Passage shown >>
--------------------------------------------------

How Long Will Life Survive on Earth?

Life has existed on Earth for billions of years, appearing shortly after the planet had cooled and liquid water became available.

From the first bacteria to the amazingly complex animals we see today, life has colonized every corner of our planet.

As you know, our Sun has a limited lifespan.

Over the next 5 billion years, it will burn the last of its hydrogen, bloat up as a red giant and consume Mercury and Venus.

This would be totally disastrous for local flora and fauna, but all life on the surface of the Earth will already be long gone.

In fact, we have less than a billion years to enjoy the surface of our planet before it becomes inhospitable.

Because our Sun… is heating up.

You can’t feel it over the course of a human lifetime, but over hundreds of millions of years, the amount of radiation pouring out of the Sun will grow.

This will heat the surface of our planet to the point that the oceans boil.

At the core of the Sun, the high temperatures and pressures convert hydrogen into helium. For every tonne of material the Sun converts, it shrinks a bit making the Sun denser, and a little hotter.

Over the course of the next billion years or so, the amount of energy the Earth receives from the Sun will increase by about 10%. Which doesn’t sound like much, but it means a greenhouse effect of epic proportions.

A TerraSAR-X stripmap image from 23 April 2009. The larger icebergs are bright, while smaller icebergs are capsized and appear as dark blocks. The inset shows two superimposed Envisat ASAR images from 24 and 27 April. The region outlined in red indicates the area of the TerraSAR-X image.   Credits: DLR, ESA (Annotations by A. Humbert, Münster University
A TerraSAR-X stripmap image of icebergs.
Whatever is left of the ice caps will melt, and the water itself will boil away, leaving the planet dry and parched. Water vapor is a powerful greenhouse gas, this will drive the temperatures even hotter.

--------------------------------------------------

Information >>
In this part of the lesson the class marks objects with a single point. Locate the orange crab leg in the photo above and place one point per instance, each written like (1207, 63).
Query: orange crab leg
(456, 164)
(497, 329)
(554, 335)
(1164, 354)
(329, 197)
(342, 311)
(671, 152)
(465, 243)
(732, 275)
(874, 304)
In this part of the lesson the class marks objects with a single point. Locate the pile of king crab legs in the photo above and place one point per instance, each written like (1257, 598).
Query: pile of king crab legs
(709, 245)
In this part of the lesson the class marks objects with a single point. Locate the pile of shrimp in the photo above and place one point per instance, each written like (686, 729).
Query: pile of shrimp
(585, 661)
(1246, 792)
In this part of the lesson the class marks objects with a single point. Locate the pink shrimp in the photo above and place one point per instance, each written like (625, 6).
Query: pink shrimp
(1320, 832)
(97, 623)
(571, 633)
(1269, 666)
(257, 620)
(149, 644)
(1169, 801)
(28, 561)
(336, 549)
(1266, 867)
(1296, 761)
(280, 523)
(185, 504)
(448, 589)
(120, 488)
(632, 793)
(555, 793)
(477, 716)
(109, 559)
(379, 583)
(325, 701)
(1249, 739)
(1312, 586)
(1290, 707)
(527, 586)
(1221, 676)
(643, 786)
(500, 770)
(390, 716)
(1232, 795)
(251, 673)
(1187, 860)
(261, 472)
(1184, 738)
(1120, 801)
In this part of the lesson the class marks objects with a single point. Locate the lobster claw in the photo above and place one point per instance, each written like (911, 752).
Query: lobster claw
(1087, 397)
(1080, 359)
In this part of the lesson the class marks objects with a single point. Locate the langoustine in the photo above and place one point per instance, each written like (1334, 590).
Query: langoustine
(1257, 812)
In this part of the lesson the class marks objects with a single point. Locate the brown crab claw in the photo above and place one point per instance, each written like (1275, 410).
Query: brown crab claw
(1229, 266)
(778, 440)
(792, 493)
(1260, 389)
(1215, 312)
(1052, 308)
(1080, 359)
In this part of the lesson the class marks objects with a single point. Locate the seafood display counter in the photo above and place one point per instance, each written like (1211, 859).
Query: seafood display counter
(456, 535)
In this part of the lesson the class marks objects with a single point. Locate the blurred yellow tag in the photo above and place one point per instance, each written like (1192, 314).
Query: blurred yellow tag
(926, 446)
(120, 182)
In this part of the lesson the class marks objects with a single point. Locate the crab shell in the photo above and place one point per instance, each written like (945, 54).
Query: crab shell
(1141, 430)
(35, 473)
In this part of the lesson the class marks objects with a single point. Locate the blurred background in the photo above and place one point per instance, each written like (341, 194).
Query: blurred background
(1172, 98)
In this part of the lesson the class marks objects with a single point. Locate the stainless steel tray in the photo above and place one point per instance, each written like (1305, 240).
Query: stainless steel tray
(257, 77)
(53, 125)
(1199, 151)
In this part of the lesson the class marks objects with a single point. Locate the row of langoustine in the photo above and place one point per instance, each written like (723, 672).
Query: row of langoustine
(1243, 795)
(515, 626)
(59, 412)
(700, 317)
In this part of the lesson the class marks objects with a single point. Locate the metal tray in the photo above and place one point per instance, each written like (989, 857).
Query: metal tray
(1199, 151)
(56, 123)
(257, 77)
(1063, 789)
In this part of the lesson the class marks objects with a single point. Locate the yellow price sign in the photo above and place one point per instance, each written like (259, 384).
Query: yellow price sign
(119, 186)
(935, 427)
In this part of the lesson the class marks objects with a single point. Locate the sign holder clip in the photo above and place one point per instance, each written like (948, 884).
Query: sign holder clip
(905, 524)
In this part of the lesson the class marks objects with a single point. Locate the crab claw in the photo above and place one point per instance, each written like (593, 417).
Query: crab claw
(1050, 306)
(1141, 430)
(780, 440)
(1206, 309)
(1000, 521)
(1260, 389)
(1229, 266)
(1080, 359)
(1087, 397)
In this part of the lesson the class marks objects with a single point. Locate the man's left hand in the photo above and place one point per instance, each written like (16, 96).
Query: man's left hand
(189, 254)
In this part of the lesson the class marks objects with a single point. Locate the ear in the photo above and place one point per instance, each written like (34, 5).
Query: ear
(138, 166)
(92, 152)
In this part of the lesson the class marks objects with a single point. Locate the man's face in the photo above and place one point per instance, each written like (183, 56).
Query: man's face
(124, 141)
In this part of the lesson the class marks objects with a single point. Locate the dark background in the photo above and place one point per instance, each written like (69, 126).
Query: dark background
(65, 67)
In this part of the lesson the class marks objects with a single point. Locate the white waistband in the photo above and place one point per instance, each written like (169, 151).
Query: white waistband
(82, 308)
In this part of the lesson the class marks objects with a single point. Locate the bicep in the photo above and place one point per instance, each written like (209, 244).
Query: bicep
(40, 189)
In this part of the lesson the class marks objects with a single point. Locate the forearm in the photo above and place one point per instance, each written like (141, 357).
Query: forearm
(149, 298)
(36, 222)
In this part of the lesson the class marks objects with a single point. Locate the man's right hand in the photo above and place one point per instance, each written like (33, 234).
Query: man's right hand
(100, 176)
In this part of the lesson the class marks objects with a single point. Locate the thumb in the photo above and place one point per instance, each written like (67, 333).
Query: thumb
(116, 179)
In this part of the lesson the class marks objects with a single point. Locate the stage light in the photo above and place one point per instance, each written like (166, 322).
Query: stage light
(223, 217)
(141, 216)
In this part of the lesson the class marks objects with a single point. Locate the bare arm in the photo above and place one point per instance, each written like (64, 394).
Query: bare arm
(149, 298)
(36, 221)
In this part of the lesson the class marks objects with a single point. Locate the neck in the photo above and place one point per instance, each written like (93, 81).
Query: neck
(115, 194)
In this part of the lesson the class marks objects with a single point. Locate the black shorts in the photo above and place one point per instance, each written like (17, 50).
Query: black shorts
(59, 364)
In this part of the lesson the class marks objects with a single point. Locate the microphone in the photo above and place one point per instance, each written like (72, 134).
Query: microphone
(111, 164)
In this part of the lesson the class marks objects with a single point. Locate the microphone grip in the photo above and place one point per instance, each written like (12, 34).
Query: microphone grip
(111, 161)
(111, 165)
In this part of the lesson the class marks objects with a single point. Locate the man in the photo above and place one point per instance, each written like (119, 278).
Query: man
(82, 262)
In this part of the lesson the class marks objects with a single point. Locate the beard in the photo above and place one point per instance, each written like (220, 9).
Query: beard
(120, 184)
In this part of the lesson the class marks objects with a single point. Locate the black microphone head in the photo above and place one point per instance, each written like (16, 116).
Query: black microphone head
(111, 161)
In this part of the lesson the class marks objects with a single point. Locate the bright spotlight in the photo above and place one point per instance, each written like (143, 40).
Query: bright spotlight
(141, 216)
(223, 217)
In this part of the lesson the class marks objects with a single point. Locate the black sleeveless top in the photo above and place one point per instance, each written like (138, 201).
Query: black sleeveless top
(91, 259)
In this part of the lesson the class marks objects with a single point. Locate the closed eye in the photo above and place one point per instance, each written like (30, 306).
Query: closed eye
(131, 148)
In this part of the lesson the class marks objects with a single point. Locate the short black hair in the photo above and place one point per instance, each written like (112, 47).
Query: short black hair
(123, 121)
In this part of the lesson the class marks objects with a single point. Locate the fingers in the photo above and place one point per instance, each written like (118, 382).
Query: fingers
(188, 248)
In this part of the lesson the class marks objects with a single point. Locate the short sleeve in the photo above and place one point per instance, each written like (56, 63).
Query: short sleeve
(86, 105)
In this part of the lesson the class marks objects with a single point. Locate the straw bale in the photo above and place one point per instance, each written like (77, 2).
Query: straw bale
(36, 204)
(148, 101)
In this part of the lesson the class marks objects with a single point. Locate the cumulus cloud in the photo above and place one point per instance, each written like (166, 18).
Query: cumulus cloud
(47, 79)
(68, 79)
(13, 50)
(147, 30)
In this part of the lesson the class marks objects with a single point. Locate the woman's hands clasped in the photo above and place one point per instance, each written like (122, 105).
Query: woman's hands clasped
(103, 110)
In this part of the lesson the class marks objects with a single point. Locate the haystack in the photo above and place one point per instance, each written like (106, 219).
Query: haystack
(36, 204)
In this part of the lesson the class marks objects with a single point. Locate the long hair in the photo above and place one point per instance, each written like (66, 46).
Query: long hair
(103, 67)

--------------------------------------------------

The problem >> In the passage on how long life will survive on Earth, by about how much will the energy Earth receives from the Sun increase over the next billion years or so?

Answer >> By about 10%.